Start of Page excerpt
Pattern 1: The Ephemeral Container (claude.ai)
When you ask Claude to run code inside claude.ai, it executes inside a gVisor container on isolated, server-side infrastructure.
The blast radius is minimal. Claude runs inside a gVisor container with:
- No local machine access — execution is entirely server-side
- Ephemeral filesystem — destroyed after each session, no persistence between calls
- Tenant isolation — a custom proxy handles auth and keeps users apart
But the capability ceiling is low — no persistent state, no access to local tooling.
Anthropic's pre-launch security work was dominated by traditional infrastructure hardening. Their biggest lesson? The weakest layer is the one you built yourself. gVisor and seccomp have been battle-tested for years; the custom proxy they built around it was the piece that eventually broke.
Pattern 2: Human-in-the-Loop Sandbox (Claude Code)
End of Page excerpt
Start of Available data
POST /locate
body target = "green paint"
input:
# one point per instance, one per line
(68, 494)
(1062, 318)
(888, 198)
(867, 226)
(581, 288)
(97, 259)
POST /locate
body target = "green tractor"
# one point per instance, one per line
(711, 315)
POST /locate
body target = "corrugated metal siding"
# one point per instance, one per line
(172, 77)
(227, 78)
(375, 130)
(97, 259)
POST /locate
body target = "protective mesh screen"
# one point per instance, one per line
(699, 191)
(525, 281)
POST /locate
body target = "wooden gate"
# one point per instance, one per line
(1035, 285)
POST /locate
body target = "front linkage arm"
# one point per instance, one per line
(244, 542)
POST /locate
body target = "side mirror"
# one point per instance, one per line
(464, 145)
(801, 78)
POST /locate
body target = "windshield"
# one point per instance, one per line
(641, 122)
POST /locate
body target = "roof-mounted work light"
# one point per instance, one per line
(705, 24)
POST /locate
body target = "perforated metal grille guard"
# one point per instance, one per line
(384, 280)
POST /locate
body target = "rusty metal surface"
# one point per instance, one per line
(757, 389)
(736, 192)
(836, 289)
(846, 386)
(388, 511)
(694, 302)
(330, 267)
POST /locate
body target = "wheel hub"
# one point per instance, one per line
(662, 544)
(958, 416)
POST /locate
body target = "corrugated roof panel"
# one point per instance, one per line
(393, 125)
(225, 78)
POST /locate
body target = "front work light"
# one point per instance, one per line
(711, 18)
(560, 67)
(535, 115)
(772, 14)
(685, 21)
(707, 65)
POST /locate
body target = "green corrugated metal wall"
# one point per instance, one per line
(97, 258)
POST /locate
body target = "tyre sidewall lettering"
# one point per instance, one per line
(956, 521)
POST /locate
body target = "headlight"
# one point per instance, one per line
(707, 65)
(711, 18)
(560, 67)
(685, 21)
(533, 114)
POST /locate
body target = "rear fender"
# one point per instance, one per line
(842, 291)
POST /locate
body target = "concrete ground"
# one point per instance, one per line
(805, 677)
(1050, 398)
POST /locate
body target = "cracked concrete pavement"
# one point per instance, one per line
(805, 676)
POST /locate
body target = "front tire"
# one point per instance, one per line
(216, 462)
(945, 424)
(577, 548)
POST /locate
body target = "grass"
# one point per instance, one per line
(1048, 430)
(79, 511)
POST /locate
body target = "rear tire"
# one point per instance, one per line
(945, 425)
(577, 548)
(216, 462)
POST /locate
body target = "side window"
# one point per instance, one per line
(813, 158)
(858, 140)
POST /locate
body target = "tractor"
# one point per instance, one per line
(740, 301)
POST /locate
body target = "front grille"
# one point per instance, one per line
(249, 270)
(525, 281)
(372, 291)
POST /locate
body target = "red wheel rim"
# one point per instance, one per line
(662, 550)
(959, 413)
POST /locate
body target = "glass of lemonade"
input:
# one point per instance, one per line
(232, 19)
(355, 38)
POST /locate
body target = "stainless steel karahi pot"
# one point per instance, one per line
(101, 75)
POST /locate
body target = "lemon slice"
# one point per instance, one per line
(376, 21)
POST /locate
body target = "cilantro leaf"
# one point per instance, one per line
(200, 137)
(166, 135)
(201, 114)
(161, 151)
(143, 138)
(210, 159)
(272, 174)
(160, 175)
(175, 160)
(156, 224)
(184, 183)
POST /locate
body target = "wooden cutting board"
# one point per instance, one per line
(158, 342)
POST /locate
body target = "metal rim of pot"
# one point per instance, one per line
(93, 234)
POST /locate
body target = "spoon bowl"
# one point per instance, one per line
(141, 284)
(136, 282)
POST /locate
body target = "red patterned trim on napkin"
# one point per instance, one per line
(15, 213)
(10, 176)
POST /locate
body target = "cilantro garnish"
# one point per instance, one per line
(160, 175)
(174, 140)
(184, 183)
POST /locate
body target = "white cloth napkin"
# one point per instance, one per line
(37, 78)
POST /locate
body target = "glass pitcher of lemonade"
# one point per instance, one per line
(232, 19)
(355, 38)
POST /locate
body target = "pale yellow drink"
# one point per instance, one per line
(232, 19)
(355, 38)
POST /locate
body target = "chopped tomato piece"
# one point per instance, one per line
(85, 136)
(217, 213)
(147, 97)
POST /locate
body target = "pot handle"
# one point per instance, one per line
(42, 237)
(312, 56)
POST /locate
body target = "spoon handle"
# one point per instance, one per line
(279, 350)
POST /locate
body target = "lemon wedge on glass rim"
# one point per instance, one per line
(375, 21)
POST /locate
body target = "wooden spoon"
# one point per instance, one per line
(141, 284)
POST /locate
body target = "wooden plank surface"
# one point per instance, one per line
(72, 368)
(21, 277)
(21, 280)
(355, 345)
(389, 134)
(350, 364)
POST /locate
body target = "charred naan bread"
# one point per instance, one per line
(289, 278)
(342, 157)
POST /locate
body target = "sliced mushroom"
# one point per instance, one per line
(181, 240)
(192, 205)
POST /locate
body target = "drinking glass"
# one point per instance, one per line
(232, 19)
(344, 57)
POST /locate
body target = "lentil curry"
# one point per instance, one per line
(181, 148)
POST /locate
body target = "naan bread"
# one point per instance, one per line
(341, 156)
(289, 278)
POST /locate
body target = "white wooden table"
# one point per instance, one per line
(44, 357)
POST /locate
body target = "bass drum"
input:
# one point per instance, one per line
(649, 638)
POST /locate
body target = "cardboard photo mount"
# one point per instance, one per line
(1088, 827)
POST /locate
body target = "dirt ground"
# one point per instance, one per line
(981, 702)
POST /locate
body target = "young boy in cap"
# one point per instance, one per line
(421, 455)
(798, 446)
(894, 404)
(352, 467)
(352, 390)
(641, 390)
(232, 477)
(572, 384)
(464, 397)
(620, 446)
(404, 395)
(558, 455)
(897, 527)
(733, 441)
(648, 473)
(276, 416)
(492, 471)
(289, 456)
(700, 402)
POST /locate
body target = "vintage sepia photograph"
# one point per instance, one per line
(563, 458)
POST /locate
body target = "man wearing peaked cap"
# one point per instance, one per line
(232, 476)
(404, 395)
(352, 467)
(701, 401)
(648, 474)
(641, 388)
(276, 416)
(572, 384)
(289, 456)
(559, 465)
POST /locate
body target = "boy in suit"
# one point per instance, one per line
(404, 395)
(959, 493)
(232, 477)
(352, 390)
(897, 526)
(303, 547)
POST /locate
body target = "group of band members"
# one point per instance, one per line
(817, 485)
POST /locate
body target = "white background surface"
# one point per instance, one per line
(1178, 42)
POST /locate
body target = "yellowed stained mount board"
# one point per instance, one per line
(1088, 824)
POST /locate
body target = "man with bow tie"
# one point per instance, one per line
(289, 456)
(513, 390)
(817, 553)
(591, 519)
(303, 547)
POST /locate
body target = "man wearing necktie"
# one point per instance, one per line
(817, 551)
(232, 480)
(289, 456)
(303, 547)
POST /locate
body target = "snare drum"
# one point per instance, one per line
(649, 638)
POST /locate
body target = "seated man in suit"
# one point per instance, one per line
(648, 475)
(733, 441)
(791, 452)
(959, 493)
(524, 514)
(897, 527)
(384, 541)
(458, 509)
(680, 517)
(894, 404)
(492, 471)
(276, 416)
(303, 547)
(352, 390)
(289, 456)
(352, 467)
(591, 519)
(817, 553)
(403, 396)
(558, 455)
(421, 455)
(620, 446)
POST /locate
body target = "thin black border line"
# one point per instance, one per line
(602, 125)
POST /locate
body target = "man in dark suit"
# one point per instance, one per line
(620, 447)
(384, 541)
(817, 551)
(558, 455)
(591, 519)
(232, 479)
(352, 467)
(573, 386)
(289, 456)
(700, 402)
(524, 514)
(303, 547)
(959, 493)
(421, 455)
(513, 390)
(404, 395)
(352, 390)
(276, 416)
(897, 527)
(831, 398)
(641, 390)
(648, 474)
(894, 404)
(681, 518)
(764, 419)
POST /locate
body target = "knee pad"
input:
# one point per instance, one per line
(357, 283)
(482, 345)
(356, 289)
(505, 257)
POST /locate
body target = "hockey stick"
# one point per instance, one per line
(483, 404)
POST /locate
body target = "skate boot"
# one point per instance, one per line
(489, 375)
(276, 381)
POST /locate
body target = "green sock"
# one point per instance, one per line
End of Available data
● **Tasks to perform**
1 – Using the passage on Claude's code sandboxes, decide whether each statement agrees with it: (a) In claude.ai, files written during code execution carry over between calls. (b) The piece that eventually broke was the custom proxy Anthropic built. (c) Code run in claude.ai executes on the user's local machine. Answer yes or no for each and quote the deciding words.
2 – Carry on the passage about Claude's code sandboxes from where it stops.
Nothing in the lines is needed here.

● **Answers**
1 –
(a) No: "Ephemeral filesystem — destroyed after each session, no persistence between calls"
(b) Yes: "the custom proxy they built around it was the piece that eventually broke"
(c) No: "No local machine access — execution is entirely server-side"

2 –
Claude Code runs on your machine with access to the filesystem, shell, and network. Without this, a coding agent is useless. The question is how to grant that access safely.
The first attempt: permission prompts. Claude Code asks for approval on every write, bash command, and network request. The user — a developer who understands rm -rf — evaluates and approves.
What went wrong: approval fatigue hit within weeks. Telemetry showed users approved 93% of permission prompts. The more prompts they saw, the less attention they paid to each. The defense was training users to ignore it.
The fix: OS-level sandboxing. Anthropic shipped a sandbox using Seatbelt (macOS) and bubblewrap (Linux):
# Simplified: what the sandbox enforces
# Reads: allowed everywhere
# Writes: allowed inside workspace only
# Network: denied by default
# Everything else: blocked
The result? 84% fewer permission prompts. The agent runs largely uninterrupted inside the sandbox. The boundary is absolute and auditable — they open-sourced the runtime.
Risk they missed: pre-trust vulnerabilities. Three separate vulnerability reports exploited code that executes before the user clicks "I trust this folder." A malicious repository could commit a .claude/settings.json with a hook — Claude Code parsed it during startup, before the trust dialog appeared.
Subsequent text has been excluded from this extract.